Text extract:
______
Legislature Vs Judiciary- in the 9th Schedule Perspective
A talk at IIPA meeting on March 27 Tuesday, 2007; by
Prof. Joseph K. Alexander
Chairman, Kerala IIPA Regional Branch.
Supremacy of Legislature.
What is the 9th Schedule? How it came into being? The Parliament passed the first amendment to the Indian Written Constitution in 1951 as Article 31B. Those were the days of land Reforms Acts. It was feared that some judges might pass an order that taking over of surplus lands or other parts of such legislations as violative of the fundamental Rights to property provided in Article 31.To prevent such eventualities, legislatures can request such of their acts that want protection to be included in the 9th schedule. The Legislatures by creating the 9th schedule were thus declaring their supreme power to pass laws. It was a warning to the Judiciary that they shall not overstep their limits and declare such laws in the 9th schedule as ultra vires because legislature represents the people and their will
Judiciary’s warning.
Judiciary swings the seesaw in their favour. In 1967 in the Golaknath case, Supreme Court by a razor- thin majority of 6:5 in an 11 member Full Bench Court declared that Parliament cannot pass any law that violate Fundamental rights stipulated in the constitution. This was an attempt to cut a few feathers of the Legislature to prevent super flights into absolute sovereignty in legislations.
Judiciary bends.
In 1973 in the Kesavanda Bharathy case Supreme Court by another razor-thin majority 7:6 in a 13 strong Full bench ruling said that Legislature could pass Laws that even amend Fundamental Rights, provided that such laws do not damage the basic Structure of the Constitution.
3 Issues arise.
1. What are Fundamental Rights?
2. What amounts to Violation of Fundamental rights?
3. What are the Basic features of the constitution that may get damaged?
The Fundamental Rights are stipulated in the Articles 14 to 35 of the Constitution. Article 14 to 18 prescribes the right to equality, 19 to 30 about secularism and freedom, 31 right o property and 32 to 35 about the right to constitutional remedies.
The separation of powers between Legislature, Judiciary and Executive; the clear-cut stipulation of subjects of Union, State and Concurrent list on which Union and States may pass laws; and the checks and balances that are provided in the constitution, compel all the participants of the Union to do a lot of tight-rope walking and balancing to remain within their realm and without over-stepping into the areas of others. Any act that violates any of these will be violating the Fundamental Rights.
Now let us see what are the damages that can happen to the basic character of the constitution. Any legislations or actions of anybody that violates the separation of powers between the legislature, Judiciary and the Executive, or abrogates any of the 3 lists --State, Union or concurrent -may change or damage the basic structure of the constitution. Supreme Court is the watchdog of all these possible violations.
______
Record set:

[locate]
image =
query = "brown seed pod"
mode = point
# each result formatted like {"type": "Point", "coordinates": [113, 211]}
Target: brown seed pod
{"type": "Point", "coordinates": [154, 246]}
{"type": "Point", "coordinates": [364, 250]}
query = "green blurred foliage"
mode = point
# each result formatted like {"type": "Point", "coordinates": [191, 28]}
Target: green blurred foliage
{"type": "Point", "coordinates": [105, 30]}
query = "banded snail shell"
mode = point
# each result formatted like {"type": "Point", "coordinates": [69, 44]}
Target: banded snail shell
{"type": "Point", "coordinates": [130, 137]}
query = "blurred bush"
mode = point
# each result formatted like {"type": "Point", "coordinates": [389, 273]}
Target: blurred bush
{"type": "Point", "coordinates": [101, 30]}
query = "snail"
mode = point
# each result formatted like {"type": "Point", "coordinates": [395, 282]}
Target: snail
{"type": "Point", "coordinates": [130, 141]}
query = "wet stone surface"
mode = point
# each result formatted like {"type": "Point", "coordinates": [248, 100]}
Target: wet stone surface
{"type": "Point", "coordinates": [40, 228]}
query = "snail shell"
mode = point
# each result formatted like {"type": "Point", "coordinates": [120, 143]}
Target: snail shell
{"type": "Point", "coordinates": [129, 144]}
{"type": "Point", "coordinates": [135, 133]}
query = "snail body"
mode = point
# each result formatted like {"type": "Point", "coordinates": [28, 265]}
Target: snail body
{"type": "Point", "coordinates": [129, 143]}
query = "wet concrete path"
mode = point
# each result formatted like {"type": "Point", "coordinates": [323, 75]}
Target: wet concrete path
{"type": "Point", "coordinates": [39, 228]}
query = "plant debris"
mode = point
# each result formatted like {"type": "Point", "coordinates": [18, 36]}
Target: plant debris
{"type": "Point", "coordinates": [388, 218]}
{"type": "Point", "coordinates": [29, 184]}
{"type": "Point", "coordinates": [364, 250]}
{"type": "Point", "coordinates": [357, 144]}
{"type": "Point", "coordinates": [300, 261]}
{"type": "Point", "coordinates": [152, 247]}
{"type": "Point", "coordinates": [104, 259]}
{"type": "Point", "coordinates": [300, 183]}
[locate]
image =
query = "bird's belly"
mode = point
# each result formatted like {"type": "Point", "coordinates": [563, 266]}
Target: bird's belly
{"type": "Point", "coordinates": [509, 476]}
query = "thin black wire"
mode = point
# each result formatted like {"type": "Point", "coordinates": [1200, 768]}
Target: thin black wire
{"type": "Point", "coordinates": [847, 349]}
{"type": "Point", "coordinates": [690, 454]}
______
Set task: Reproduce word for word the stretch of the 9th Schedule talk above from "2. What amounts" through "the Fundamental Rights.".

Output for this exercise:
2. What amounts to Violation of Fundamental rights?
3. What are the Basic features of the constitution that may get damaged?
The Fundamental Rights are stipulated in the Articles 14 to 35 of the Constitution. Article 14 to 18 prescribes the right to equality, 19 to 30 about secularism and freedom, 31 right o property and 32 to 35 about the right to constitutional remedies.
The separation of powers between Legislature, Judiciary and Executive; the clear-cut stipulation of subjects of Union, State and Concurrent list on which Union and States may pass laws; and the checks and balances that are provided in the constitution, compel all the participants of the Union to do a lot of tight-rope walking and balancing to remain within their realm and without over-stepping into the areas of others. Any act that violates any of these will be violating the Fundamental Rights.